_Textauszug_
---*---

Bringt uns zu einem anderen Punkt.

Wenn die Datenlage insgesamt klar ist, sich aber keine sinnvollen Humanstudien ergeben, bleibe ich oft trotzdem beim Eindruck, den ich aus der gesamten Datenlage gewonnen habe. Auch, wenn man sich dann anhören muss, dass „es doch keine passenden Human-Studien gibt“.

Das ist mir ehrlich gesagt ziemlich egal, weil wir Menschen einfach keine guten Versuchsobjekte sind und ein möglicher Effekt in Humanstudien viel deutlicher sein muss, damit er die Heterogenität sozusagen übersteigt und sich eine Signifikanz ergibt. Das lässt sich anhand dieser Abbildung verdeutlichen:

Verändert man hier also eine Variable (z. B.: Man gibt Vitamin D) zeigt sich bei Versuchstieren ein viel klareres und besseres Bild. Da hilft auch eine Kontrollgruppe nichts. Anmerken sollte man natürlich, dass sich Wissenschaftler sehr viel Mühe geben, dem einigermaßen entgegenzuwirken. Meiner Erfahrung nach sind die meisten aber froh, wenn sie überhaupt mal genug geeignete Studienteilnehmer zusammenbekommen. ;-)

Viel problematischer wird dies zudem, wenn gar keine Werte (z. B. der Start-Vitamin-D-Wert und der End-Vitamin-D-Wert) bestimmt werden, sondern lediglich „5000 IE pro Tag“ verabreicht wurden. Dann packen wir nämlich zu diesen vielen „Unterschieden“ zwischen Menschen noch einen Unterschied obendrauf.

---*---

_Daten zur räumlichen Lokalisierung_
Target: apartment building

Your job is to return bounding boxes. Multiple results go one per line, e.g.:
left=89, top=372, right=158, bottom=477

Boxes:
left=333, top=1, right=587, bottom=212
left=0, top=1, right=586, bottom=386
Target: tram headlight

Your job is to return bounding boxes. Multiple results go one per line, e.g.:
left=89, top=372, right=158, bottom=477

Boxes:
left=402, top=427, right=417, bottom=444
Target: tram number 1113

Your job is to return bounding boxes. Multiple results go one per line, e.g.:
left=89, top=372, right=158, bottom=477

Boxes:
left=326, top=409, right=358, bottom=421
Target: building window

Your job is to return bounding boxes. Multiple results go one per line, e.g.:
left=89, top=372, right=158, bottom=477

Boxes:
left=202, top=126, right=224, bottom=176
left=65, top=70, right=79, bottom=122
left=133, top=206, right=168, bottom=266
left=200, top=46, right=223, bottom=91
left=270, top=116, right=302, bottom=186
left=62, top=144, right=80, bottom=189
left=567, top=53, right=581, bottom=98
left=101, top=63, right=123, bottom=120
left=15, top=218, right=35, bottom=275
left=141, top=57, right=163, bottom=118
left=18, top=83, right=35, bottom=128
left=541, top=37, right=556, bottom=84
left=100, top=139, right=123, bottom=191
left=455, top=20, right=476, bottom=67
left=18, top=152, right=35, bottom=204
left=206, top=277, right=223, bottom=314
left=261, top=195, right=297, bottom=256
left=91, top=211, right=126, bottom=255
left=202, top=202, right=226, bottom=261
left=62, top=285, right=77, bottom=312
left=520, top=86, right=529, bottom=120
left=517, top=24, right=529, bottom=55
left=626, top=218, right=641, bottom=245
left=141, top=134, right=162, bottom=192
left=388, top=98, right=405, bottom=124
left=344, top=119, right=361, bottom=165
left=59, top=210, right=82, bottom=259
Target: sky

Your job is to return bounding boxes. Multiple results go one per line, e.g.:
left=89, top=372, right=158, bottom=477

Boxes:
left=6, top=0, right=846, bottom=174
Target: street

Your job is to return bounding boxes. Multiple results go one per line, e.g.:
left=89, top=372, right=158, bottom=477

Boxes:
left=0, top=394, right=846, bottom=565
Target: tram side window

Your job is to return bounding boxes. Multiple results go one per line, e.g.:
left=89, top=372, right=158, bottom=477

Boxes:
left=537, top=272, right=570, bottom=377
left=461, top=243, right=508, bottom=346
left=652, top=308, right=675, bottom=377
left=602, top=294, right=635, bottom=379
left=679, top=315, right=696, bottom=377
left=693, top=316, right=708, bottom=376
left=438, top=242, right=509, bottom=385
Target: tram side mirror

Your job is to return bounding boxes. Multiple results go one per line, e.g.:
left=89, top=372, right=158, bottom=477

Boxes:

---*---

_Arbeitsschritte_
1. Ersetze im Textauszug zu Humanstudien „Versuchstieren“ durch „Labormäusen“ und gib dabei den Teil wieder, der mit den Worten „Das ist mir“ einsetzt und nach „Studienteilnehmer zusammenbekommen. ;-)“ endet.
2. Beantworte zum Textauszug zu Humanstudien:
(a) Welches Beispiel für das Verändern einer Variable nennt er?
(b) Worüber sind die meisten Wissenschaftler laut der dort geschilderten Erfahrung froh?
(c) Welche Dosis wird als Beispiel für eine Verabreichung ohne bestimmte Werte angeführt?
3. Schreib bitte den Textauszug zu Humanstudien im Anschluss an seinen letzten Satz weiter.

_Lösungen_
1.
Das ist mir ehrlich gesagt ziemlich egal, weil wir Menschen einfach keine guten Versuchsobjekte sind und ein möglicher Effekt in Humanstudien viel deutlicher sein muss, damit er die Heterogenität sozusagen übersteigt und sich eine Signifikanz ergibt. Das lässt sich anhand dieser Abbildung verdeutlichen:

Verändert man hier also eine Variable (z. B.: Man gibt Vitamin D) zeigt sich bei Labormäusen ein viel klareres und besseres Bild. Da hilft auch eine Kontrollgruppe nichts. Anmerken sollte man natürlich, dass sich Wissenschaftler sehr viel Mühe geben, dem einigermaßen entgegenzuwirken. Meiner Erfahrung nach sind die meisten aber froh, wenn sie überhaupt mal genug geeignete Studienteilnehmer zusammenbekommen. ;-)

2.
(a) Man gibt Vitamin D.
(b) Wenn sie überhaupt mal genug geeignete Studienteilnehmer zusammenbekommen.
(c) 5000 IE pro Tag.

3.
Glücklicherweise scheint speziell Vitamin D prinzipiell ganz gut erforscht zu sein. Sogar so gut, dass man in einigen Arbeiten konkrete Werte an die Hand bekommt – ich zitiere aus unserem Buch:

Fakt ist aber, dass Vitamin D großen Einfluss auf den Muskel hat: Es steigert die Muskelproteinsynthese, es erhöht die ATP-­Konzentration, es steigert die Kraft, die Sprungkraft, die Belastbarkeit und körperliche Leistungsfähigkeit. Hierfür bedarf es allerdings 50 ng/ml im Blut (vgl. Shuler et al. 2012).

Ob das so wirklich für genau diesen Wert gilt, sei mal dahingestellt. Interessant ist der Abgleich mit dem Ist-Zustand: Soeben erschien eine Studie aus Deutschland, die untersuchte, ob sich seit den neuen Vitamin-D-Empfehlungen (= die vierfache Erhöhung von 200 auf 800 IE pro Tag; Anmerkung: Lächerlich!) etwas bei den Werten der Menschen getan hat. Resultat:

Die medianen Serum-Vitamin-D-Werte für jedes Jahr von 2009 bis 2014 lagen bei 18,4, 13,0, 20,8, 16,4, 19,4 und 14,9 ng/ml. Die zusammengefassten medianen 25(OH)D Serumkonzentrationen zwischen den beiden Zeiträumen 2009-2012 und 2013-2014 nach Erhöhung der Empfehlungen für die Vitamin-D-Aufnahme zeigten keinen signifikanten Unterschied (17,0 versus 16,8 ng/ml).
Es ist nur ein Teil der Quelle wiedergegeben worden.